- Opening Delimiter -

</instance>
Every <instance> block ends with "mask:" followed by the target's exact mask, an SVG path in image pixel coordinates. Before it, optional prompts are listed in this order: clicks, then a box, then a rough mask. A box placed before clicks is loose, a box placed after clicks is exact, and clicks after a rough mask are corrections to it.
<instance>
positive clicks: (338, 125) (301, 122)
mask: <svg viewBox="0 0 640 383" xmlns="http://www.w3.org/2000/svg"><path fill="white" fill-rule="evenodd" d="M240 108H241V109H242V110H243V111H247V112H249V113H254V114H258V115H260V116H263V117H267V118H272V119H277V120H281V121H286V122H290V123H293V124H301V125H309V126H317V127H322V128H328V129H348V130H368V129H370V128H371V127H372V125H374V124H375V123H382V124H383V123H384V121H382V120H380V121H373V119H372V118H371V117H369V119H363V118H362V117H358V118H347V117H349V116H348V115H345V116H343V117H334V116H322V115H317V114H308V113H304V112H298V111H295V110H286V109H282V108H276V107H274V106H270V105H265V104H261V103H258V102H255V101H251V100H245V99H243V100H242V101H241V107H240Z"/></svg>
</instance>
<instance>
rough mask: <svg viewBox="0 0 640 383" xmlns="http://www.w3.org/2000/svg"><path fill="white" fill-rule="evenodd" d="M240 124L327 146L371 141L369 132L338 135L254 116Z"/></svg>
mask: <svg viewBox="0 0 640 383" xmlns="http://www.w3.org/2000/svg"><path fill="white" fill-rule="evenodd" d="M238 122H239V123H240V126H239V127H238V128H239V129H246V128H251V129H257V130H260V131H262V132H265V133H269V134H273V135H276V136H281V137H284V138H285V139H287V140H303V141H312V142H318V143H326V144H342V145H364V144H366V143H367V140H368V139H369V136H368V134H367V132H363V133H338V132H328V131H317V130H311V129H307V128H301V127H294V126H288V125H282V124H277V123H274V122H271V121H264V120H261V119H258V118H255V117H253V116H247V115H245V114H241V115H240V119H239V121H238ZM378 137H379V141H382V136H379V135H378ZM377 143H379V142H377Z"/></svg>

- Closing Delimiter -

- [Problem details]: Return all of the entries exactly as they were supplied.

- [Result of the task]:
</instance>
Every <instance> block ends with "mask:" followed by the target's exact mask, an SVG path in image pixel coordinates. Before it, optional prompts are listed in this order: clicks, then a box, then a rough mask. A box placed before clicks is loose, a box placed after clicks is exact, and clicks after a rough mask are corrections to it.
<instance>
positive clicks: (338, 125) (301, 122)
mask: <svg viewBox="0 0 640 383" xmlns="http://www.w3.org/2000/svg"><path fill="white" fill-rule="evenodd" d="M240 108H241V109H242V110H243V111H247V112H249V113H254V114H258V115H260V116H263V117H267V118H272V119H277V120H281V121H286V122H290V123H293V124H301V125H309V126H317V127H322V128H328V129H348V130H368V129H370V128H371V127H372V125H374V124H375V123H382V124H383V123H384V121H382V120H380V121H373V119H372V118H371V117H369V119H363V118H362V117H358V118H347V117H349V116H348V115H345V116H343V117H334V116H322V115H317V114H308V113H304V112H298V111H295V110H286V109H282V108H276V107H274V106H270V105H265V104H261V103H258V102H255V101H251V100H245V99H243V100H242V101H241V107H240Z"/></svg>
</instance>
<instance>
rough mask: <svg viewBox="0 0 640 383" xmlns="http://www.w3.org/2000/svg"><path fill="white" fill-rule="evenodd" d="M240 124L327 146L371 141L369 132L338 135L254 116Z"/></svg>
mask: <svg viewBox="0 0 640 383" xmlns="http://www.w3.org/2000/svg"><path fill="white" fill-rule="evenodd" d="M238 122H239V123H240V126H239V127H238V128H239V129H246V128H251V129H257V130H260V131H262V132H265V133H269V134H273V135H276V136H281V137H284V138H285V139H287V140H303V141H312V142H318V143H326V144H342V145H364V144H366V143H367V140H368V139H369V136H368V134H367V132H363V133H338V132H328V131H317V130H311V129H307V128H301V127H294V126H288V125H282V124H277V123H274V122H271V121H264V120H261V119H258V118H255V117H253V116H247V115H245V114H241V115H240V119H239V121H238ZM378 137H379V141H382V136H379V135H378ZM377 143H379V142H377Z"/></svg>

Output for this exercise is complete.